### What is required:
Copy every entry below line for line, points included, and leave out the pictures.

### Material provided:
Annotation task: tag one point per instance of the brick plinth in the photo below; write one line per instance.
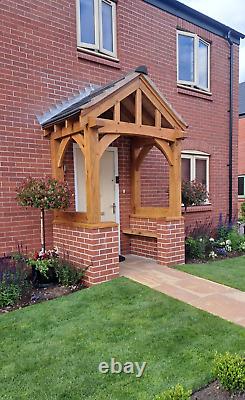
(140, 245)
(169, 246)
(171, 242)
(94, 249)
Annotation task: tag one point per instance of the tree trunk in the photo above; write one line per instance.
(43, 244)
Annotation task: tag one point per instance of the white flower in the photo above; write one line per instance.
(228, 248)
(212, 255)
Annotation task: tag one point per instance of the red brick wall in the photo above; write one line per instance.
(154, 180)
(241, 147)
(93, 249)
(40, 65)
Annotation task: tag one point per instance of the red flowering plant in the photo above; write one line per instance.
(43, 261)
(46, 194)
(194, 193)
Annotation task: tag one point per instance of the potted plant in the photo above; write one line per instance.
(44, 194)
(193, 194)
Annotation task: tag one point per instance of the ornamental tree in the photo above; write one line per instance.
(193, 193)
(45, 194)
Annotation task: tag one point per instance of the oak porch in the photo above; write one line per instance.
(130, 107)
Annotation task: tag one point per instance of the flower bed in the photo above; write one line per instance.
(222, 242)
(26, 279)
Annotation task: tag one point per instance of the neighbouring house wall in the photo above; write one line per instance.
(40, 66)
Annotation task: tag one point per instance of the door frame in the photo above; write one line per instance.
(116, 188)
(116, 185)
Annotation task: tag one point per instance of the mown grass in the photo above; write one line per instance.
(52, 350)
(230, 272)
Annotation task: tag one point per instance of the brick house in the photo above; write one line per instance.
(61, 62)
(241, 145)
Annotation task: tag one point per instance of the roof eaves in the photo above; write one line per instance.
(197, 18)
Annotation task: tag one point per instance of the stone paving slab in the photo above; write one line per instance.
(217, 299)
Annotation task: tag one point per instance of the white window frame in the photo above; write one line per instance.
(194, 83)
(98, 46)
(193, 155)
(242, 196)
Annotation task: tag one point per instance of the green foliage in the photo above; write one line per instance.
(229, 369)
(67, 273)
(235, 238)
(10, 293)
(242, 212)
(176, 393)
(43, 193)
(196, 248)
(41, 265)
(13, 284)
(193, 193)
(222, 232)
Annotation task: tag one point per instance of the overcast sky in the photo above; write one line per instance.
(231, 13)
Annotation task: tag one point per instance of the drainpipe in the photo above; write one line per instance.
(229, 39)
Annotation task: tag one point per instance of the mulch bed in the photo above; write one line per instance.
(37, 295)
(214, 392)
(233, 254)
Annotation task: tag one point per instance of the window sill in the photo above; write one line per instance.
(193, 209)
(98, 58)
(190, 91)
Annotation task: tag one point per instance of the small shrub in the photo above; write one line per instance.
(176, 393)
(229, 369)
(235, 238)
(67, 274)
(195, 248)
(13, 284)
(242, 212)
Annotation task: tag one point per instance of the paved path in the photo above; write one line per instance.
(220, 300)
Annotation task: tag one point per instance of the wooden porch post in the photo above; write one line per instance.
(92, 168)
(57, 172)
(175, 181)
(135, 179)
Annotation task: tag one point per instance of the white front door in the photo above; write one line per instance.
(109, 188)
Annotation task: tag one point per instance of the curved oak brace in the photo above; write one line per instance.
(105, 142)
(141, 156)
(62, 149)
(79, 139)
(164, 147)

### Result below:
Annotation task: tag one point per instance of the brick plinth in the photo below; write one line per instance.
(140, 245)
(169, 246)
(171, 242)
(94, 249)
Annotation task: tag one point per instance of the tree trunk in the photo above; write one line per instance.
(43, 244)
Annotation task: tag one point per instance of the white flower in the photo above; write one line per instance.
(228, 248)
(212, 255)
Annotation task: tag one point per instance of the red brick wall in the photo above; write one line per instance.
(154, 180)
(241, 147)
(93, 249)
(40, 65)
Annotation task: tag one point per instance of the red flowering plant in the photo above; write one line per instance.
(43, 261)
(46, 194)
(194, 193)
Annotation task: tag one point per instance of the potted plant in the photo above; write one line per instance.
(44, 194)
(193, 194)
Annotation task: tag one point per instance of the ornamental tree in the photo above; write one line per instance.
(193, 193)
(45, 194)
Annotation task: tag one point per instance of the oak porch in the photo above; write one line per instance.
(130, 107)
Annotation task: tag one point per instance of the flower bed in the photo above; write one line per instance.
(222, 242)
(26, 279)
Annotation task: tag one point per instance of the neighbouring house wall in the photo above; write one line per instance.
(40, 66)
Annotation task: tag one point per instance of the door frame in the photo above; write one line per instance.
(116, 188)
(116, 185)
Annotation task: tag one point per instance of the mown grass in the photo above; write one line per instance.
(52, 350)
(230, 272)
Annotation task: tag one point per instance of the brick house in the photo above; write one line per instance.
(61, 62)
(241, 145)
Annotation task: tag one point per instance of the roof eaves in the photo above; write one line per instance.
(197, 18)
Annotation task: tag one point per instance of the stone paving slab in the photo above; write one line per instance.
(217, 299)
Annotation task: tag one point per instance of the white window frame in the photo above; write one line per instance.
(194, 83)
(98, 46)
(193, 155)
(242, 196)
Annotation task: tag one point per instance of the green foliage in the photo above; write one line per instance.
(229, 369)
(67, 273)
(235, 238)
(10, 293)
(242, 212)
(176, 393)
(43, 193)
(196, 248)
(41, 265)
(13, 284)
(193, 193)
(222, 232)
Annotation task: tag one point per instance of the overcast sky in the photo above; write one line per instance.
(231, 13)
Annotation task: tag one point per instance of the drainpipe in the photo above; write one line per instance.
(229, 39)
Annotation task: tag one point per instance of the mulch bed in the photo above; write one line per instance.
(37, 295)
(214, 392)
(233, 254)
Annotation task: tag one point per instance of the window sill in the photo above; write one line per instance.
(193, 209)
(98, 58)
(190, 91)
Annotation task: tag one point per instance of the small shrub in the photo above; write one line per instance.
(176, 393)
(229, 369)
(235, 238)
(67, 274)
(195, 248)
(13, 284)
(242, 212)
Annotation task: tag one point per instance of the paved path in the photo above; write one line per instance.
(220, 300)
Annotation task: tag one point per instance of the wooden porch post in the photo above; write one line per instance.
(92, 168)
(57, 172)
(175, 181)
(135, 179)
Annotation task: tag one point per instance of the white front door in the photo above; write one line per instance.
(109, 188)
Annotation task: tag one point per instance of the curved oak brace in the photo above; write one line per instance.
(105, 142)
(141, 156)
(62, 149)
(79, 139)
(164, 147)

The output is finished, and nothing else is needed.